» Data provided
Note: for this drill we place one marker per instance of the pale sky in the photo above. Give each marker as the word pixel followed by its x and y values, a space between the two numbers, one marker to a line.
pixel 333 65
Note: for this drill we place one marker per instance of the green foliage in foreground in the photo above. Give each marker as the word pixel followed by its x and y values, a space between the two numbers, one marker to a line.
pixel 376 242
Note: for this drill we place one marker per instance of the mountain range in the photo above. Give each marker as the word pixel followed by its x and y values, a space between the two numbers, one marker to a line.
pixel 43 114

» Task to complete
An exact copy is needed of the closing lines of the entries above, counting from the one that contains "of the mountain" and including it and the last.

» Task response
Note: for this drill we place one marker per instance of the mountain range in the photo above. Give each marker as the word pixel followed by its x and y values, a space between the two numbers, one marker to a line.
pixel 43 114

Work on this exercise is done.